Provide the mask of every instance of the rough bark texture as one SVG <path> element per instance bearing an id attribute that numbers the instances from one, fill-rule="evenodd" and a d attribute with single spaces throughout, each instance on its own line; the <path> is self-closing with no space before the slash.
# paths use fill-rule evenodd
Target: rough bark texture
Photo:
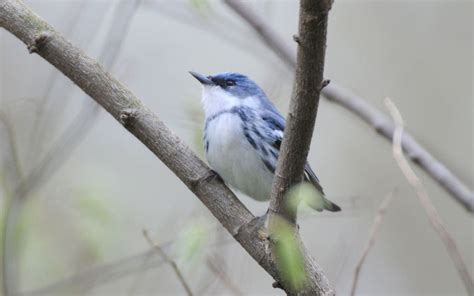
<path id="1" fill-rule="evenodd" d="M 303 177 L 323 88 L 327 21 L 331 8 L 330 1 L 302 0 L 300 3 L 295 84 L 270 202 L 272 212 L 290 221 L 295 220 L 295 213 L 288 210 L 284 195 Z"/>
<path id="2" fill-rule="evenodd" d="M 300 1 L 295 84 L 269 208 L 270 236 L 273 238 L 270 247 L 274 262 L 277 263 L 280 261 L 280 258 L 275 256 L 279 248 L 278 232 L 281 227 L 281 218 L 290 223 L 296 221 L 296 211 L 288 205 L 285 194 L 291 186 L 300 183 L 303 178 L 318 111 L 319 95 L 323 88 L 327 21 L 331 4 L 331 1 Z M 298 240 L 296 227 L 294 232 Z M 300 251 L 305 258 L 306 275 L 318 277 L 311 279 L 304 287 L 291 292 L 297 295 L 314 295 L 315 291 L 324 295 L 334 294 L 324 273 L 320 271 L 314 260 L 306 255 L 304 246 L 300 245 Z M 314 272 L 315 270 L 318 272 Z M 291 283 L 287 281 L 288 279 L 282 278 L 279 284 L 291 289 Z"/>
<path id="3" fill-rule="evenodd" d="M 275 280 L 279 273 L 266 251 L 267 241 L 258 235 L 262 219 L 255 218 L 222 181 L 175 136 L 160 119 L 97 62 L 72 45 L 20 0 L 0 3 L 0 26 L 23 41 L 76 83 L 117 121 L 145 144 L 204 203 L 242 247 Z M 298 243 L 301 243 L 298 240 Z M 301 244 L 302 245 L 302 244 Z M 309 258 L 305 252 L 304 256 Z M 332 291 L 312 260 L 311 294 Z M 283 287 L 285 288 L 285 287 Z M 292 294 L 292 291 L 288 291 Z"/>
<path id="4" fill-rule="evenodd" d="M 274 51 L 288 67 L 296 68 L 294 53 L 265 21 L 254 14 L 240 0 L 224 0 L 224 2 L 255 30 L 268 48 Z M 331 83 L 324 88 L 322 95 L 329 101 L 351 112 L 373 127 L 388 141 L 391 141 L 395 129 L 393 121 L 385 113 L 367 103 L 366 100 L 335 83 Z M 466 210 L 474 213 L 474 192 L 463 184 L 449 168 L 431 155 L 408 133 L 403 134 L 402 148 L 416 165 L 443 187 Z"/>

-------------------------

| BRIEF |
Print every line of the data above without any changes, but leave the pictures out.

| ANSWER BELOW |
Provide the mask of every instance of the rough bark texture as one SVG <path> element per instance bearing an id attribute that numbers the instances from one, fill-rule="evenodd" and a d attribute with single spaces throughout, each instance on its own line; the <path> is self-closing with no space before the slash.
# paths use fill-rule evenodd
Target: rough bark texture
Photo:
<path id="1" fill-rule="evenodd" d="M 303 177 L 323 88 L 327 21 L 331 8 L 330 1 L 302 0 L 300 3 L 295 84 L 270 202 L 272 212 L 290 221 L 295 220 L 295 213 L 288 210 L 284 195 Z"/>
<path id="2" fill-rule="evenodd" d="M 300 1 L 295 84 L 269 208 L 270 236 L 273 238 L 270 247 L 274 262 L 277 263 L 280 261 L 280 258 L 275 256 L 279 248 L 278 232 L 281 227 L 281 218 L 290 223 L 296 221 L 296 211 L 288 205 L 285 194 L 291 186 L 300 183 L 303 178 L 318 111 L 319 95 L 323 88 L 327 21 L 331 4 L 331 1 Z M 298 240 L 296 227 L 294 232 Z M 300 251 L 305 258 L 306 275 L 318 277 L 311 279 L 304 287 L 291 292 L 297 295 L 314 295 L 315 291 L 324 295 L 334 294 L 324 273 L 320 271 L 314 260 L 306 255 L 304 246 L 300 245 Z M 314 272 L 315 270 L 318 272 Z M 291 283 L 287 281 L 288 279 L 282 278 L 279 284 L 291 289 Z"/>
<path id="3" fill-rule="evenodd" d="M 275 280 L 279 273 L 266 251 L 267 241 L 258 235 L 262 219 L 255 218 L 222 181 L 175 136 L 160 119 L 97 62 L 72 45 L 20 0 L 0 3 L 0 26 L 23 41 L 76 83 L 117 121 L 145 144 L 204 203 L 242 247 Z M 298 243 L 301 243 L 298 240 Z M 301 244 L 302 245 L 302 244 Z M 309 258 L 305 252 L 304 256 Z M 332 291 L 312 260 L 311 294 Z M 283 287 L 285 288 L 285 287 Z M 292 294 L 292 291 L 288 291 Z"/>
<path id="4" fill-rule="evenodd" d="M 274 51 L 288 67 L 296 68 L 294 53 L 265 21 L 254 14 L 240 0 L 224 0 L 224 2 L 255 30 L 268 48 Z M 331 83 L 324 88 L 322 95 L 329 101 L 351 112 L 373 127 L 388 141 L 391 141 L 395 129 L 393 121 L 385 113 L 367 103 L 366 100 L 335 83 Z M 466 210 L 474 213 L 474 192 L 463 184 L 449 168 L 431 155 L 408 133 L 403 134 L 402 148 L 416 165 L 443 187 Z"/>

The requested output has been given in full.